Provided entries
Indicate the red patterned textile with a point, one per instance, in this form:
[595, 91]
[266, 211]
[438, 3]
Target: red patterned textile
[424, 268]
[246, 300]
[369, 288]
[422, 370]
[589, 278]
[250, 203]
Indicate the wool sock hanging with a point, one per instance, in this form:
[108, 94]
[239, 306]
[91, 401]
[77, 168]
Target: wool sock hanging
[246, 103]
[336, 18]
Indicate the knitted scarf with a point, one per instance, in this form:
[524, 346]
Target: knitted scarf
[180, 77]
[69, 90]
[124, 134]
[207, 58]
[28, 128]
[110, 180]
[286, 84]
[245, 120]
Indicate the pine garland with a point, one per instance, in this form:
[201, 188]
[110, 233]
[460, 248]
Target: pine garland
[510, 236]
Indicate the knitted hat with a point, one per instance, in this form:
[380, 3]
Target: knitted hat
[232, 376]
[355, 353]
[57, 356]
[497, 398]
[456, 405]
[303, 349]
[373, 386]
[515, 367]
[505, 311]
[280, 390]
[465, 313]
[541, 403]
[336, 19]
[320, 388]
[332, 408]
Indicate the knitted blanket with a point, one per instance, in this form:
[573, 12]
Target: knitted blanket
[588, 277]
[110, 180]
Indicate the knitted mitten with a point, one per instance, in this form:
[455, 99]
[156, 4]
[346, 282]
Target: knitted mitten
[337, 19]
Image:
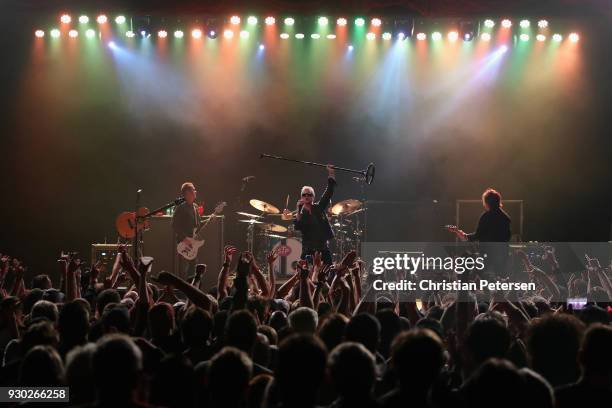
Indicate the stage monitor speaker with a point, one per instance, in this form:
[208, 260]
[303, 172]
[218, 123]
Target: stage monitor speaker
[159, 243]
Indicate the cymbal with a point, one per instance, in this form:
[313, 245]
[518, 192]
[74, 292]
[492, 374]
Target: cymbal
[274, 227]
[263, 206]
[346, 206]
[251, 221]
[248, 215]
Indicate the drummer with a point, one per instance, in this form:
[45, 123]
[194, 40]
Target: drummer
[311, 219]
* * *
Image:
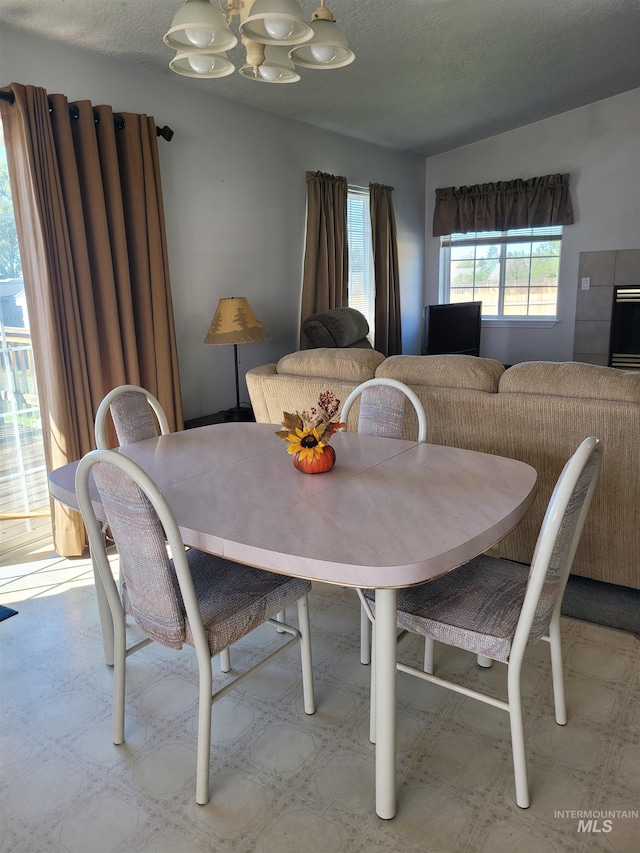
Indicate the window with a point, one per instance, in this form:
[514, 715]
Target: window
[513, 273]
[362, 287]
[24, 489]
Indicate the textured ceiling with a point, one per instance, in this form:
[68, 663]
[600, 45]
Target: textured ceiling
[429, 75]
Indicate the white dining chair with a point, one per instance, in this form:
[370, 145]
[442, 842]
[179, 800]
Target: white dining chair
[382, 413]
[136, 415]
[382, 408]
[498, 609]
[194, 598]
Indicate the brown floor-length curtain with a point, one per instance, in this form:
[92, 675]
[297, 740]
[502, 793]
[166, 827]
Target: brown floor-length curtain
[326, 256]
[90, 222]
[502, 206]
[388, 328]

What to work on
Extract every line of the listing above that contains the string "knitted", matching case exactly.

Solution
Indicate the knitted scarf with a point, one per instance, in this form:
Target: knitted scarf
Indicate the knitted hat with a point, one per instance, in this form:
Target: knitted hat
Indicate the knitted blanket with a point, one per instance, in this form:
Target: knitted blanket
Indicate the knitted mitten with a point, one per instance, in this form:
Target: knitted mitten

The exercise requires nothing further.